Your instructions
Every line from the start of the entries up to and including the one bearing "Objective — for every instance of the taillight, place" must be printed verbatim, without the pictures.

━━━━━━━━━━━━━━━━

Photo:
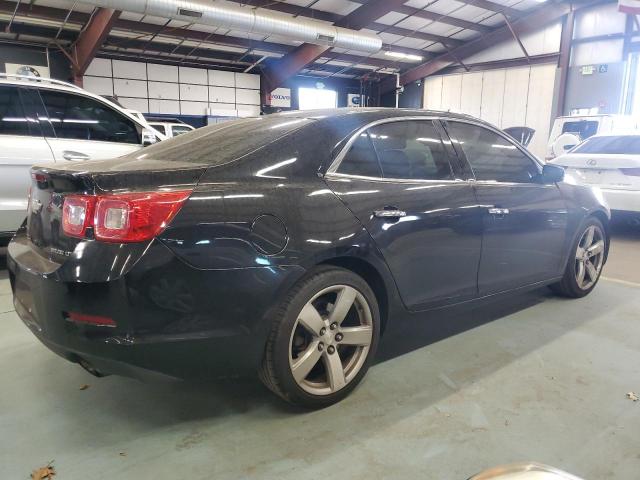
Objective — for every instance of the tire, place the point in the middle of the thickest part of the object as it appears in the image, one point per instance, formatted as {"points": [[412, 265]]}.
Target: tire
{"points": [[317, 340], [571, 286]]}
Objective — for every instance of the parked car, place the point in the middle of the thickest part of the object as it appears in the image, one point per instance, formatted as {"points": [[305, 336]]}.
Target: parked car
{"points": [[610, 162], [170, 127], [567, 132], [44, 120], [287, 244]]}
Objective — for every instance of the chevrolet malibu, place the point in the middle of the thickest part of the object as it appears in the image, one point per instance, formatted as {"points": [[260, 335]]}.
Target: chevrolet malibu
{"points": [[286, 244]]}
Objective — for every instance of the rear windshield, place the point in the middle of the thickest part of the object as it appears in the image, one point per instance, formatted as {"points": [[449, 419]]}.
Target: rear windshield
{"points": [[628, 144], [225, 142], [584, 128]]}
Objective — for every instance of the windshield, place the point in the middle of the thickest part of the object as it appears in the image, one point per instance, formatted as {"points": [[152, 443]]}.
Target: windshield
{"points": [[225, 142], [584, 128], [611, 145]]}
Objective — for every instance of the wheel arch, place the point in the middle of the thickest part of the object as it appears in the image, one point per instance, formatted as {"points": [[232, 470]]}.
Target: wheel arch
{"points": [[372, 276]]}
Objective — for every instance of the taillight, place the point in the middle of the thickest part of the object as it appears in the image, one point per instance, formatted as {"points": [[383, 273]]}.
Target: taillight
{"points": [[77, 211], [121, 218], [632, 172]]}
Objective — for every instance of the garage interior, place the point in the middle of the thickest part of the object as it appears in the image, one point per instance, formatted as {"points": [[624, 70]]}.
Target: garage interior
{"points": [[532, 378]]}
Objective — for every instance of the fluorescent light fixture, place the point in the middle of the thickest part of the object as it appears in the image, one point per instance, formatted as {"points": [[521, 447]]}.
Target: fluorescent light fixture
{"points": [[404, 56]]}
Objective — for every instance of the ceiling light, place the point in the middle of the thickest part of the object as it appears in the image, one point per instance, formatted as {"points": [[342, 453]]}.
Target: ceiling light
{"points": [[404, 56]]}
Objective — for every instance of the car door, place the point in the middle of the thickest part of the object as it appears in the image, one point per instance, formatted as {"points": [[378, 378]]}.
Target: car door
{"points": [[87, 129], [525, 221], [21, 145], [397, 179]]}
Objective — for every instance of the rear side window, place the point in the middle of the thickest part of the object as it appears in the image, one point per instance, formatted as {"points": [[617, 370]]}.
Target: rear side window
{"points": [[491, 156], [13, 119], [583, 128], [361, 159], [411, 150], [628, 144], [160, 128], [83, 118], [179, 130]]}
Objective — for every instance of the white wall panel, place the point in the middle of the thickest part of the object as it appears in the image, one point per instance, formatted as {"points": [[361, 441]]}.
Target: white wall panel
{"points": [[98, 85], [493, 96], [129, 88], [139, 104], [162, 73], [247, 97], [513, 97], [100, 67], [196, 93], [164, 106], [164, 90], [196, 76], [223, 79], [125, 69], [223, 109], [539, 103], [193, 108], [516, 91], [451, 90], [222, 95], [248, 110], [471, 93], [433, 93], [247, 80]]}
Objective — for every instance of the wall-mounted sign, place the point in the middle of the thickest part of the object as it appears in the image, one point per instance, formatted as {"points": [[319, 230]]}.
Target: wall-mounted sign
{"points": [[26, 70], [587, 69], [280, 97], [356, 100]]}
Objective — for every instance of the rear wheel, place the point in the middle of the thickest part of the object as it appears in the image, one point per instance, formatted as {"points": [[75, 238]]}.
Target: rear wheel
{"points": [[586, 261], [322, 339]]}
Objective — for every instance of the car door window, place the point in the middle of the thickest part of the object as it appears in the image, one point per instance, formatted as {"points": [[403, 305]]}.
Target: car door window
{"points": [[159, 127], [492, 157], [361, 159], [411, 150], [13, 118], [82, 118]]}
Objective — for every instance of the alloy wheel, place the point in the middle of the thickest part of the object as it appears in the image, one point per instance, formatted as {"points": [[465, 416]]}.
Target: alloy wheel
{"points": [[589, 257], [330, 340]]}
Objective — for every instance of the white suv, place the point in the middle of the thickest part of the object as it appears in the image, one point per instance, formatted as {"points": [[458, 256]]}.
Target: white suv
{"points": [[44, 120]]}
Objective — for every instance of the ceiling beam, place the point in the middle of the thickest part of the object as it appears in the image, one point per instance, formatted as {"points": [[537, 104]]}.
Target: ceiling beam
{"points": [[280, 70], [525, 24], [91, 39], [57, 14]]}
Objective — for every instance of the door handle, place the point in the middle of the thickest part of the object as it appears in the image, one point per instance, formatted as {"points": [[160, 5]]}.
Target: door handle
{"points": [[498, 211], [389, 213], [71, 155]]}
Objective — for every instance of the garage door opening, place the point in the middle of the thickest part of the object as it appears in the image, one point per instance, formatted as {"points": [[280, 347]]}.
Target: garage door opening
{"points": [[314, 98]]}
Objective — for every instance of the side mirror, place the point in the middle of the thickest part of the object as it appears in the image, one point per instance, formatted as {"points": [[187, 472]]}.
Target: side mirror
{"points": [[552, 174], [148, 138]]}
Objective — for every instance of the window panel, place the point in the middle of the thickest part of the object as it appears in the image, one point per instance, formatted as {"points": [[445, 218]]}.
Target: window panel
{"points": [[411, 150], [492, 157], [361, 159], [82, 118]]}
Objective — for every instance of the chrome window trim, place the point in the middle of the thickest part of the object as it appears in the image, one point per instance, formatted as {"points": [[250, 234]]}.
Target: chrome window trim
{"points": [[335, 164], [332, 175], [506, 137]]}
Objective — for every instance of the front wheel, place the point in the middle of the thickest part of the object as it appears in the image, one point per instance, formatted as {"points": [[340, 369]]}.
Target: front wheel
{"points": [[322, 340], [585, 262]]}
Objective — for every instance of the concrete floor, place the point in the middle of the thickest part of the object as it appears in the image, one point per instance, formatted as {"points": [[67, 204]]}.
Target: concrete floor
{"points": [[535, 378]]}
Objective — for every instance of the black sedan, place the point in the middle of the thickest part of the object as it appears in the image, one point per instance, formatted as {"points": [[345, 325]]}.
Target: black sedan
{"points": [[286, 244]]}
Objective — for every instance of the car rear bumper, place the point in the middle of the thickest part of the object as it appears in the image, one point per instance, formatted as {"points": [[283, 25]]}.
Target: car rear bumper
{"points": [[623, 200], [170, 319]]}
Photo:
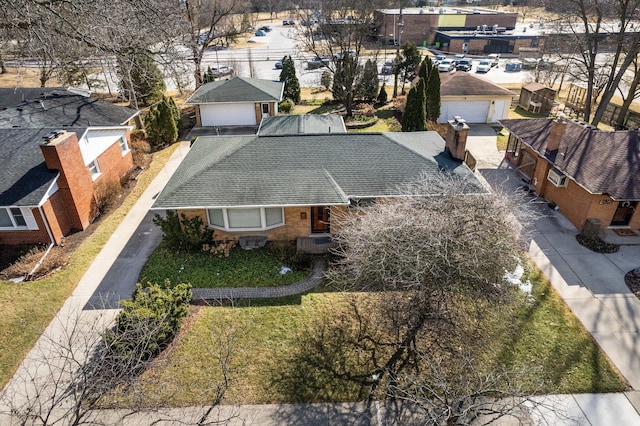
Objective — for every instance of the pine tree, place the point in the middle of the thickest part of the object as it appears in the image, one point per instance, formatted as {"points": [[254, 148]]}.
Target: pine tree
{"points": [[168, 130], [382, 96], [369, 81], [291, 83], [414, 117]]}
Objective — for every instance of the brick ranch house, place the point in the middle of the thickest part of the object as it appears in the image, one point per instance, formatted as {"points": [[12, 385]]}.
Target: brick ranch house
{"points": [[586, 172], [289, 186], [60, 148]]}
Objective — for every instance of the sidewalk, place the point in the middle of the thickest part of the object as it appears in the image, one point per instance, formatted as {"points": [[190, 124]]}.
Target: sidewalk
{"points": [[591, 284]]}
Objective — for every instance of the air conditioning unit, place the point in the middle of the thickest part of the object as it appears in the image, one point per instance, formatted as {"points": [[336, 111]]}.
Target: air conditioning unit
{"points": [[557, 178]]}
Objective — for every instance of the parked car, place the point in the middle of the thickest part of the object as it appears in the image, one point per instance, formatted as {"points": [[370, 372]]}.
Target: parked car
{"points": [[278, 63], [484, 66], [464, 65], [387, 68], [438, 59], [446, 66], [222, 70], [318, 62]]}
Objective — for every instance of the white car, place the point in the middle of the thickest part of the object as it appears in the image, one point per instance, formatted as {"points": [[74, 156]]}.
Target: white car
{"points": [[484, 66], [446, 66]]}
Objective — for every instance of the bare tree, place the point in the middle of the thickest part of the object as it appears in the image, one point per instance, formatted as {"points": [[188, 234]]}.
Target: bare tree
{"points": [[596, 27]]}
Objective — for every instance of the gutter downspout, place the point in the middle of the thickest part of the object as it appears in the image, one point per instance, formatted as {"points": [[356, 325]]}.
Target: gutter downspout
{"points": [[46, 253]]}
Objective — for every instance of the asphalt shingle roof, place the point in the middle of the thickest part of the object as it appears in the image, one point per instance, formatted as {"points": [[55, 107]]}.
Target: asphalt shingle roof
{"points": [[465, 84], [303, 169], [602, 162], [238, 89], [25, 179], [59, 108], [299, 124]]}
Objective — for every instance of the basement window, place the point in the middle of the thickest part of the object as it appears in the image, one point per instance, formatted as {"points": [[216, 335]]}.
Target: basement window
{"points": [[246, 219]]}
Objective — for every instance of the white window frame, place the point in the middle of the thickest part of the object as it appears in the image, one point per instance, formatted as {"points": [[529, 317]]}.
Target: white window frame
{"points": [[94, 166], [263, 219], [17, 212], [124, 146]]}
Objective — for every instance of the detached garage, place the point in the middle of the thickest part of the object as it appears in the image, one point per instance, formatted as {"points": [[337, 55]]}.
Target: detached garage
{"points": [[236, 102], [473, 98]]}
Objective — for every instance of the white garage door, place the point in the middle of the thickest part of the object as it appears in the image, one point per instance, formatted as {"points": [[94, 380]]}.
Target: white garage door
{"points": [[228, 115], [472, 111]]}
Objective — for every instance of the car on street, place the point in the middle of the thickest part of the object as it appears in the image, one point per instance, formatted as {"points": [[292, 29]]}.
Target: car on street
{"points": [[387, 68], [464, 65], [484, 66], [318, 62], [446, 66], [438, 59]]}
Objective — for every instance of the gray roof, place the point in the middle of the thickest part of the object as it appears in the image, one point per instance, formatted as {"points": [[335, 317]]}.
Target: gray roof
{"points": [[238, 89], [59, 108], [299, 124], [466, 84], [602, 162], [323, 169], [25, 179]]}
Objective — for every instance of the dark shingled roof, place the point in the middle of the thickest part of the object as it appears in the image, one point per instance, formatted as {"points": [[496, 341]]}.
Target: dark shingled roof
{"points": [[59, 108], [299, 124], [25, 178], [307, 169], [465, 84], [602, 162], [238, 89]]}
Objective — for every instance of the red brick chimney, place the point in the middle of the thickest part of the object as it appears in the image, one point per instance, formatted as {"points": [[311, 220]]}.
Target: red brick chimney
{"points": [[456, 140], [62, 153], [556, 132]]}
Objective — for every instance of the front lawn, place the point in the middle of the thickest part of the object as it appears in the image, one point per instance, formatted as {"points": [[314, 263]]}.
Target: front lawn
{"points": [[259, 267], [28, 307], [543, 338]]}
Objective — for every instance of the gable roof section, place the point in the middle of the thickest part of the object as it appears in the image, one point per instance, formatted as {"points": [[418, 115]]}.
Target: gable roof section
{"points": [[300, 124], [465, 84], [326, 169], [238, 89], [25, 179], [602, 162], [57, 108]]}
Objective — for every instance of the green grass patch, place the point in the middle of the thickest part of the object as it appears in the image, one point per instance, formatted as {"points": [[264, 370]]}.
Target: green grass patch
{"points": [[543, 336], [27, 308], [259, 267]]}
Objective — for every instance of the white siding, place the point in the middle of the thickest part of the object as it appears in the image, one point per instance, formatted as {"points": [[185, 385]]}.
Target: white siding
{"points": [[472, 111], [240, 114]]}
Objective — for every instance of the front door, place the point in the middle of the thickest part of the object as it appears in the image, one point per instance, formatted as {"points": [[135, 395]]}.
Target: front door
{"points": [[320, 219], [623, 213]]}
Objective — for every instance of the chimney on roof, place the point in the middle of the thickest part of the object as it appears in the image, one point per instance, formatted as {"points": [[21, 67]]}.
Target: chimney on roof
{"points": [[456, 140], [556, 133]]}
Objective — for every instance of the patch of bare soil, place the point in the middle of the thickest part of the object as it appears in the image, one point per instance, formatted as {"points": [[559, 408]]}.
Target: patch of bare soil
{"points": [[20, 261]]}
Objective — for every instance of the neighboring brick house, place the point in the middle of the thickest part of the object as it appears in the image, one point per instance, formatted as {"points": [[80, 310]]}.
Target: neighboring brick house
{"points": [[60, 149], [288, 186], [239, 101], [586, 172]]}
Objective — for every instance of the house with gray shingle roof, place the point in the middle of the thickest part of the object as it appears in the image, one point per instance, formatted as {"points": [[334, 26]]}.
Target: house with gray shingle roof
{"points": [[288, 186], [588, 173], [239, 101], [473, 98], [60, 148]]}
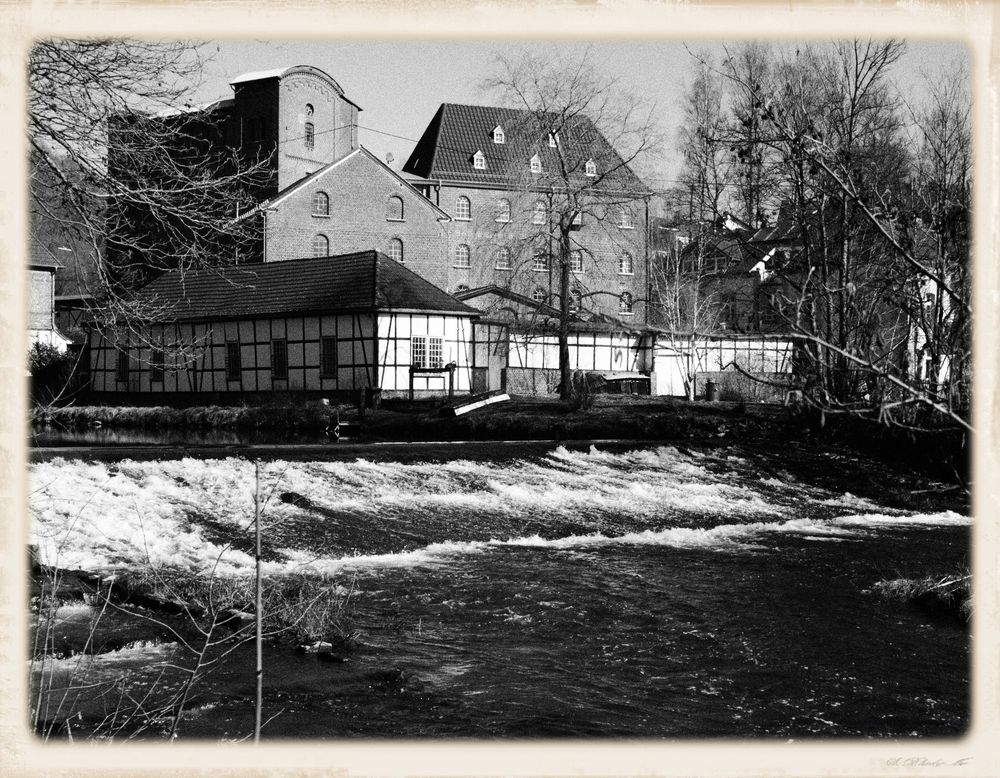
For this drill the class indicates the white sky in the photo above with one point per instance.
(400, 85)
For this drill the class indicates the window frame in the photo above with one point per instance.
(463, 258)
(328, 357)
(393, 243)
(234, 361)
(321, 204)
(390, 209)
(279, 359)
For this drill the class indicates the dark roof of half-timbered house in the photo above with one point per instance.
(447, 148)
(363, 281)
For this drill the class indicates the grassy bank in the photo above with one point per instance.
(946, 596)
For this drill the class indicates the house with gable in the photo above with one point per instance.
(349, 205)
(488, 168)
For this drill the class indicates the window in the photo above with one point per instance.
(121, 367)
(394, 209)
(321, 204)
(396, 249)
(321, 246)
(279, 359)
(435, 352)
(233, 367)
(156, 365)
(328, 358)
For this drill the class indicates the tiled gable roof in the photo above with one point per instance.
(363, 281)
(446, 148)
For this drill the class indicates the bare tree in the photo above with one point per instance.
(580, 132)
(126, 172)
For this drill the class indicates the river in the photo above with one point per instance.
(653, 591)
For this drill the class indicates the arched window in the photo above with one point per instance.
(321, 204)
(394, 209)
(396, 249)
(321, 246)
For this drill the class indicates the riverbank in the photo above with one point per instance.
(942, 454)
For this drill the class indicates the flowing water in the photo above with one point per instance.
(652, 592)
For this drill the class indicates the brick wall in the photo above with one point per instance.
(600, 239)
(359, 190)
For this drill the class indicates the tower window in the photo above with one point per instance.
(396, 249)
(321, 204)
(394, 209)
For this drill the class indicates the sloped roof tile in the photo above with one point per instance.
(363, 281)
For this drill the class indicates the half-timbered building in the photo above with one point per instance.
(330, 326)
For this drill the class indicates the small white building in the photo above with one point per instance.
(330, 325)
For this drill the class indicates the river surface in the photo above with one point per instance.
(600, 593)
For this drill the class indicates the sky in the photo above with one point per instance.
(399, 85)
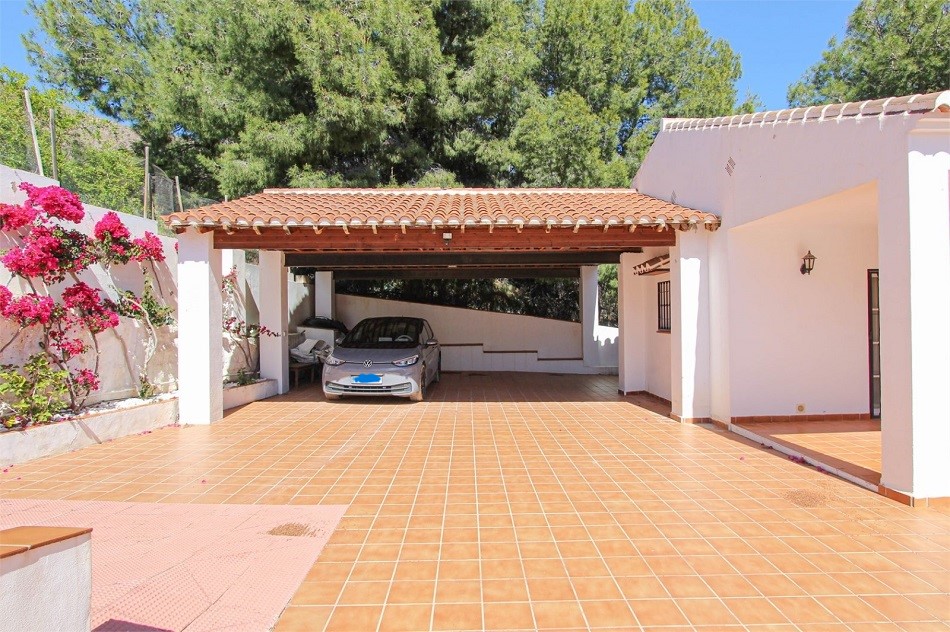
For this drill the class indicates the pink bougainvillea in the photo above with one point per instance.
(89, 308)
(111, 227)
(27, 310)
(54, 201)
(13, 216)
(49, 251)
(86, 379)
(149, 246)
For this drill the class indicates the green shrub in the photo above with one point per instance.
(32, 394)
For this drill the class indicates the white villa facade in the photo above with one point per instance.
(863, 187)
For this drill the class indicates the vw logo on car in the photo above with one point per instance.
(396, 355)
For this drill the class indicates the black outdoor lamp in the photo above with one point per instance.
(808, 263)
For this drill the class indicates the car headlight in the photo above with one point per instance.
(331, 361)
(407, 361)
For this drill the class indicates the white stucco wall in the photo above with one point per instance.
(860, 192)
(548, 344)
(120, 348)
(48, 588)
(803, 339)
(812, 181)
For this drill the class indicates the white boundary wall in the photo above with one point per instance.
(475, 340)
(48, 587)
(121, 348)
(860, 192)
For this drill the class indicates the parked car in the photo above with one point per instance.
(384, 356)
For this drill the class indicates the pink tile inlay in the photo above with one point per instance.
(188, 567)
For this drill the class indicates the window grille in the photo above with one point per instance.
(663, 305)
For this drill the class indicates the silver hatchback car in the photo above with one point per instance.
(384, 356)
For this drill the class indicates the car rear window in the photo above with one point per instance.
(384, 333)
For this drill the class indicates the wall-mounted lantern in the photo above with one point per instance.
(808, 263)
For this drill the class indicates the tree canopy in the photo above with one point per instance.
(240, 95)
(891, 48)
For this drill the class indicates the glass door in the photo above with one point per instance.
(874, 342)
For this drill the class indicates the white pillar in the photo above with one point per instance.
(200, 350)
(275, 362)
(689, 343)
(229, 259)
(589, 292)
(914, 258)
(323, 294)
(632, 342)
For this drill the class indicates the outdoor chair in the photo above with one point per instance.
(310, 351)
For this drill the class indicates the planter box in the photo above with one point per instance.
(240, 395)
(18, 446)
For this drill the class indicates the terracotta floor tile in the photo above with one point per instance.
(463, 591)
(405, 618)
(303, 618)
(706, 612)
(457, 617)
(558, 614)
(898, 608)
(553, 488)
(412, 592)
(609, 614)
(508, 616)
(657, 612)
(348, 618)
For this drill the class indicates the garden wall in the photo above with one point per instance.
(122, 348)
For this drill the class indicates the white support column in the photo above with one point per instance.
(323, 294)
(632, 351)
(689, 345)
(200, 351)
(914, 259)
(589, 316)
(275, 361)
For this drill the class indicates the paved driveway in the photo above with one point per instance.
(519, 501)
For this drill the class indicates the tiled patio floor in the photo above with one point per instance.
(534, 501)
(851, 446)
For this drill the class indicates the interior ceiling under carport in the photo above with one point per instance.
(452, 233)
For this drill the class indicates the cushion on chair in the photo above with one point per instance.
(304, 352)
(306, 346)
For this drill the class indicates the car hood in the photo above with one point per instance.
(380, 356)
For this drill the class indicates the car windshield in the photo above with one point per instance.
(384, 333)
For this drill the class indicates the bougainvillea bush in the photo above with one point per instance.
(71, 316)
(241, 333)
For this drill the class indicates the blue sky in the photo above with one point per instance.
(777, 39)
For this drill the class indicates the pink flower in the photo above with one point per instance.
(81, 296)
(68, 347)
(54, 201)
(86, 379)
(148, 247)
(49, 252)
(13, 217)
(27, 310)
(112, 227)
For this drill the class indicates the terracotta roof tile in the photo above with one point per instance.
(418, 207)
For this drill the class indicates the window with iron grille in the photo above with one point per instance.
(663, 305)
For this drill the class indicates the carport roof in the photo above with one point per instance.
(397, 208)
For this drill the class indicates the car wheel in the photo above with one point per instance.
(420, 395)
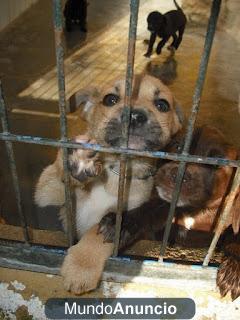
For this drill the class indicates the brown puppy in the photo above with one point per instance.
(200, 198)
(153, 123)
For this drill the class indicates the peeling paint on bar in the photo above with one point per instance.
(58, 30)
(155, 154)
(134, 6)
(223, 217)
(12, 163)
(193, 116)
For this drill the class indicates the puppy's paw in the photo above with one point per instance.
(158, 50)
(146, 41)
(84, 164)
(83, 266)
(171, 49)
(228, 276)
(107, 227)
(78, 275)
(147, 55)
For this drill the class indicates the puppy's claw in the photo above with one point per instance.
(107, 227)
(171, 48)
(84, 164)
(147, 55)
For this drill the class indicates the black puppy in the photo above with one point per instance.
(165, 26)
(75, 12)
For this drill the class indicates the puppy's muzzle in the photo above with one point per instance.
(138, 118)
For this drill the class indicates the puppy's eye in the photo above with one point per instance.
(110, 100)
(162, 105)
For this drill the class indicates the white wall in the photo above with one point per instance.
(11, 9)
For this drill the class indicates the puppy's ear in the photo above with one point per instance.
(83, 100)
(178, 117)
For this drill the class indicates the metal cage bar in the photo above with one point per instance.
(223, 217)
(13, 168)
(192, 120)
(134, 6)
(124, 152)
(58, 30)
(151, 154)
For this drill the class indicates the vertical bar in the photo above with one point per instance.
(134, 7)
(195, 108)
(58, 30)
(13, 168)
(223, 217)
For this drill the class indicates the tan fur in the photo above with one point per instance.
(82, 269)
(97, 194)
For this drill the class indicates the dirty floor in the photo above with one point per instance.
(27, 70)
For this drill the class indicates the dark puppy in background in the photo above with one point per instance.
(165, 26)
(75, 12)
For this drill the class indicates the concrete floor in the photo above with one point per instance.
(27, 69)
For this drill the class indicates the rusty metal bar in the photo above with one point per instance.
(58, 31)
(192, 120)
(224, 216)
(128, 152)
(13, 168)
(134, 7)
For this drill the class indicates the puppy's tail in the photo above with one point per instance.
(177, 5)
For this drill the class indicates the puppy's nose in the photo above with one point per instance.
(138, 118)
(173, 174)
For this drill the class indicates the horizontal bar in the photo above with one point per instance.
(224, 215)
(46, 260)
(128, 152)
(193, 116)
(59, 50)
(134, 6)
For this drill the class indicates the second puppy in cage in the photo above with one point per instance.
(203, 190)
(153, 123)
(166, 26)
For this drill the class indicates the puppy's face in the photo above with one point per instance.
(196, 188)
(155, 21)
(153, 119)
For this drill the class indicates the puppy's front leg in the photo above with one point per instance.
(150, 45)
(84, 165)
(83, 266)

━━━━━━━━━━━━━━━━

Response for this exercise
Photo:
Objective — for every instance of the tire, place the point in the middle of the thickest part of the object as it appears in the image, one point per instance, formatted as {"points": [[412, 265]]}.
Target: tire
{"points": [[317, 340], [571, 286]]}
Objective — for every instance of the parked car, place the point in the middle of the thickest part of the object as it appears in the image, one point per instance, formatted as {"points": [[305, 336]]}.
Target: parked car
{"points": [[610, 162], [170, 127], [567, 132], [44, 120], [287, 244]]}
Objective — for every instance of the chevrolet malibu, place the point in the middle of the thickest part of the object as it appears in the image, one point per instance, formatted as {"points": [[260, 335]]}.
Target: chevrolet malibu
{"points": [[286, 244]]}
Objective — for every instance of the rear windshield, place the point in the middle of the thickest part of the object as it appears in the image, one point per instance, formatted as {"points": [[449, 419]]}.
Target: rear windshield
{"points": [[628, 144], [225, 142], [584, 128]]}
Objective — for every instance of the windshield, place the point in the middle of the thickest part of the object as it appears in the image, one point per instance, formatted as {"points": [[152, 443]]}.
Target: windshield
{"points": [[225, 142], [584, 128], [611, 145]]}
Objective — for every instance of the wheel arch, place the point in the middle of the thickest part of the object as it appears in the image, one point per instance, formatted as {"points": [[232, 470]]}.
Target: wheel arch
{"points": [[372, 276]]}
Objective — for every instance of the taillight, place the point in the middle of the thickest part of the object as it appears in the image, one point per instance, formatted as {"points": [[383, 273]]}.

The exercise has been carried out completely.